Problem description: Filter the entries for lines with the word "napkin".

Material shown section start

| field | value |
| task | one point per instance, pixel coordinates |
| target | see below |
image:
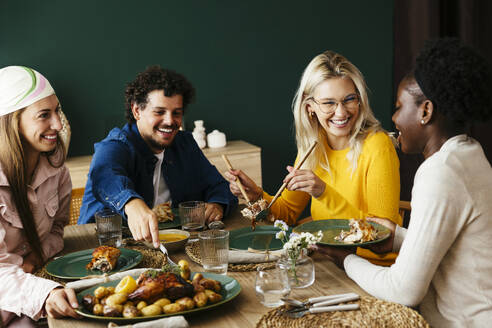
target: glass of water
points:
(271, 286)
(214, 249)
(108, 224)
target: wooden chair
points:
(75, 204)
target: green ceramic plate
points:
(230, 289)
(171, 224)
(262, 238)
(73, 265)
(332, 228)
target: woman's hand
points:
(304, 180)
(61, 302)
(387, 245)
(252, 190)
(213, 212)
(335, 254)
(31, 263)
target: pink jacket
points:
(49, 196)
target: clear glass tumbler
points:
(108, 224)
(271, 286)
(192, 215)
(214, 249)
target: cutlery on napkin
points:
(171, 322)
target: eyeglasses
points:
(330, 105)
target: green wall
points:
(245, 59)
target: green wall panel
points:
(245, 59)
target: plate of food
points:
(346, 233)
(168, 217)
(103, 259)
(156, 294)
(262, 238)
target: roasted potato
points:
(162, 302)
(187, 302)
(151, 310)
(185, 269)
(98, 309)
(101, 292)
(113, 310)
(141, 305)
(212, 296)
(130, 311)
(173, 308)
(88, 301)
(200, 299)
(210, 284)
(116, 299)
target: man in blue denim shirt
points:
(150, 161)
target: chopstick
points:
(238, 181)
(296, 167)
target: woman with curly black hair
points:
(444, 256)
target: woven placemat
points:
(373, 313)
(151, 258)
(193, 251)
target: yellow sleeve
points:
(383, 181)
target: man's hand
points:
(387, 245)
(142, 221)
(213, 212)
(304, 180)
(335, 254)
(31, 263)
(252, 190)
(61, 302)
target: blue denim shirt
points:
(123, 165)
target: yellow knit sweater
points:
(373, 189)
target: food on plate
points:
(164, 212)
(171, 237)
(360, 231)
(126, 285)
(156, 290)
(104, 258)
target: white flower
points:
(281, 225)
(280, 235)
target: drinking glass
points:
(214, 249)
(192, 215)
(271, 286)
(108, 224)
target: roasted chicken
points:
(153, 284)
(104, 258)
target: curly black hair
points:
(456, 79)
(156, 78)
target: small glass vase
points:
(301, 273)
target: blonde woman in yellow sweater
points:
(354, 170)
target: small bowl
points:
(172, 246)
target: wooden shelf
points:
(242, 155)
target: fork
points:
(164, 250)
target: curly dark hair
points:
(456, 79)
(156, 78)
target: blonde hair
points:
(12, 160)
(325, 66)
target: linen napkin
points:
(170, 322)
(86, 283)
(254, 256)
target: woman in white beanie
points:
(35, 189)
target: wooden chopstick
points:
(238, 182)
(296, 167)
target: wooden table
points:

Material shown section end

Solution for this problem:
target: cutlery on napkin
target: linen napkin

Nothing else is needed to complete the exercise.